● **What to do**: Reproduce each of the following records word for word, with nothing changed.

[Start of Dataset content]

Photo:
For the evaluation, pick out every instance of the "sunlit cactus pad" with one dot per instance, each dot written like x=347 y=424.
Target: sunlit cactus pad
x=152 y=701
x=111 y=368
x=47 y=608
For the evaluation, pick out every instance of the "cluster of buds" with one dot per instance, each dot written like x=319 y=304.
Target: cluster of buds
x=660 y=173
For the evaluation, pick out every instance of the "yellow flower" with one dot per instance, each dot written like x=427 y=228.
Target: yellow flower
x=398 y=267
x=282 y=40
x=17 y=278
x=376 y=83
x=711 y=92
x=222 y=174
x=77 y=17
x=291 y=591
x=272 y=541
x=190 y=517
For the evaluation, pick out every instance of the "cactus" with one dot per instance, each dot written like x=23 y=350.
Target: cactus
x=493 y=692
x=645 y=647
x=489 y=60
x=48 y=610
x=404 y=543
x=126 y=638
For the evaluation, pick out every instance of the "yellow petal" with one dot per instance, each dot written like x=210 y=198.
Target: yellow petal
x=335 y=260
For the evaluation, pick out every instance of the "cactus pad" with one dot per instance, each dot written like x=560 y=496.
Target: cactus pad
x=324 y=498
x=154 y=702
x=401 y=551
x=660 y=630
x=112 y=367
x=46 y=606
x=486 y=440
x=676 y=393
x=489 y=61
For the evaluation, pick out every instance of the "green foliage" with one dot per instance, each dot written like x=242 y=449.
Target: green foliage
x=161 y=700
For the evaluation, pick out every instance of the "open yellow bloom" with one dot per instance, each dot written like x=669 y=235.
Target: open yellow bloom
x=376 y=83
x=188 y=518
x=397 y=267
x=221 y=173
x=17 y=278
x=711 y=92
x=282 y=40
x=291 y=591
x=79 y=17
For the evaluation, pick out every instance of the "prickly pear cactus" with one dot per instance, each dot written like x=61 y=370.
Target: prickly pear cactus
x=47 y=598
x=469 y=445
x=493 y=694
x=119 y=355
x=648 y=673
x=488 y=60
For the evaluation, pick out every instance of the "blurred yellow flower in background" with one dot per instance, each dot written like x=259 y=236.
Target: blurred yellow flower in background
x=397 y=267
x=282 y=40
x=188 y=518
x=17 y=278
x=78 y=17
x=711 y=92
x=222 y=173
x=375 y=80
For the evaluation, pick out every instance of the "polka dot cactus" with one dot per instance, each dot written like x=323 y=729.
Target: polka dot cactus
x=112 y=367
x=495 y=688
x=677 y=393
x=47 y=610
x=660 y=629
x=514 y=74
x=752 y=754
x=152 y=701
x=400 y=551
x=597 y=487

[End of Dataset content]

● **Result of this task**:
Photo:
For the evaluation, pick out every instance of the "sunlit cactus pad" with one dot per instance, each dot written like x=347 y=424.
Target: sunlit cactus pad
x=152 y=701
x=111 y=368
x=47 y=608
For the evaluation, pick out every instance of the "cluster of buds" with one dot per instance, each dot written like x=319 y=304.
Target: cluster of buds
x=660 y=173
For the evaluation, pick out every instance of the "yellow flower" with one dot per instance, each dot written like x=427 y=228.
Target: yellow flower
x=398 y=267
x=282 y=40
x=17 y=278
x=376 y=83
x=711 y=92
x=222 y=174
x=77 y=17
x=291 y=591
x=272 y=541
x=190 y=517
For the evaluation, pick out every instance of the "cactus" with one dot per instance, each dot written like x=23 y=350.
Target: cactus
x=493 y=692
x=645 y=647
x=489 y=60
x=48 y=610
x=404 y=543
x=126 y=638
For the evaluation, pick out every instance of the "yellow petal" with one dot per instance, each dot written like x=210 y=198.
Target: yellow petal
x=335 y=260
For the evaluation, pick out every instance of the "cactus pad" with one dot per instance, each dot written like x=560 y=496.
Target: cactus pad
x=324 y=498
x=154 y=702
x=401 y=551
x=660 y=630
x=112 y=367
x=46 y=606
x=486 y=440
x=676 y=393
x=489 y=61
For the evaluation, pick out every instance of the "green foliage" with one dot per instance, each dot written like x=242 y=449.
Target: green foliage
x=161 y=700
For the evaluation, pick out every instance of the "open yellow bloom" with one dot per instance, each dot written like x=669 y=235.
Target: open yellow bloom
x=376 y=83
x=188 y=518
x=397 y=267
x=221 y=173
x=17 y=278
x=711 y=92
x=282 y=40
x=291 y=591
x=79 y=17
For the evaluation, pick out every instance of the "prickly pear cactus" with one dot per instance, each dot written like x=61 y=370.
Target: prickly pear cactus
x=47 y=598
x=469 y=445
x=493 y=694
x=119 y=355
x=648 y=673
x=488 y=60
For the evaluation, pick out every instance of the "blurred yellow flower in background" with one dot per instance, each dot written like x=259 y=236.
Target: blurred yellow flower in background
x=397 y=267
x=282 y=40
x=188 y=518
x=17 y=278
x=78 y=17
x=711 y=92
x=222 y=173
x=375 y=80
For the evaluation, pick out every instance of the "polka dot cactus" with one dot per instance, each dot written like x=323 y=729.
Target: polka dot cactus
x=112 y=367
x=495 y=688
x=677 y=393
x=47 y=610
x=660 y=629
x=514 y=74
x=752 y=754
x=152 y=701
x=400 y=551
x=597 y=487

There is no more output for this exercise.